WHAT TO WORK ON: Print the entries underneath word for word, omitting whatever pictures they contain.

(Referring expression data)
::::

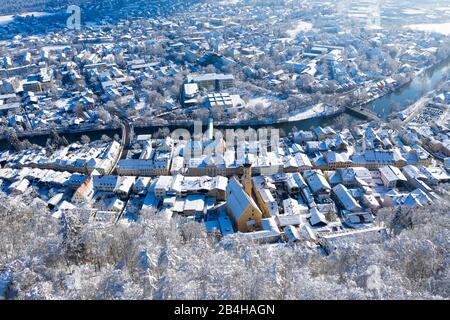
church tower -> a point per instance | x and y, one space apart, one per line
247 177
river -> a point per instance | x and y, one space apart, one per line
403 97
407 95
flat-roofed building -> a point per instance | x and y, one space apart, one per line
241 208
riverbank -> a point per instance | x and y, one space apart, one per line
381 105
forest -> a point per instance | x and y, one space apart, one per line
156 258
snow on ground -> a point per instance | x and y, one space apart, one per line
443 28
9 18
413 11
308 113
301 26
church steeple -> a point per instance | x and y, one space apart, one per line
247 176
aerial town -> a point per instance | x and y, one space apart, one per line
273 122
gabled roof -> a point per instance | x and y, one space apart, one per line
237 199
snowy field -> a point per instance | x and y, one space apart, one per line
443 28
9 18
302 26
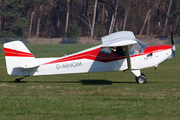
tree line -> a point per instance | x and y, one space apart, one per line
92 18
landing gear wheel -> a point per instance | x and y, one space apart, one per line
17 80
141 79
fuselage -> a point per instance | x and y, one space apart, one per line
98 59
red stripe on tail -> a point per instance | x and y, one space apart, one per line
16 53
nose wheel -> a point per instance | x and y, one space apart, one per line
17 80
141 79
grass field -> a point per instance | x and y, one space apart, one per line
97 96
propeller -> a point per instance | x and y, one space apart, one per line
173 46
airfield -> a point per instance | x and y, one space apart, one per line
96 96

::::

SOLUTION TO THE PROBLEM:
church tower -> a point per instance | x and y, one space apart, one per line
247 177
river -> a point per instance | x and y, one space apart, one per line
403 97
407 95
flat-roofed building -> a point per instance | x and y, one space apart, one per line
241 208
riverbank -> a point per instance | x and y, one space apart, one per line
381 105
forest -> a point per instance | x and y, one space apart, one per line
156 258
snow on ground -> a point per instance | x and y, one space apart, one per line
443 28
9 18
413 11
308 113
301 26
church steeple -> a point per instance | x and y, one space apart, one per line
247 176
aerial town -> a point per instance | x and y, one space apart, one per line
273 122
gabled roof -> a point per instance | x and y, one space apart, one per line
237 199
snowy field -> a point per instance | x and y, one space apart, one per line
443 28
9 18
302 26
tree line -> a point per instance | x and y, one space apart, one per line
92 18
landing gear wheel -> a point per instance | x and y, one space apart, one per line
17 80
141 79
fuselage -> a point per instance | x and y, one space apart, one per line
98 59
red stripe on tail -> a point per instance | x and y, one space apart, one per line
16 53
nose wheel -> a point per instance | x and y, one space apart, one per line
17 80
141 79
grass field -> a point per instance | x and y, one space apart, one per line
97 96
propeller -> a point per instance | x and y, one space apart, one per line
173 46
airfield -> a point per instance | x and y, one space apart, one per line
96 96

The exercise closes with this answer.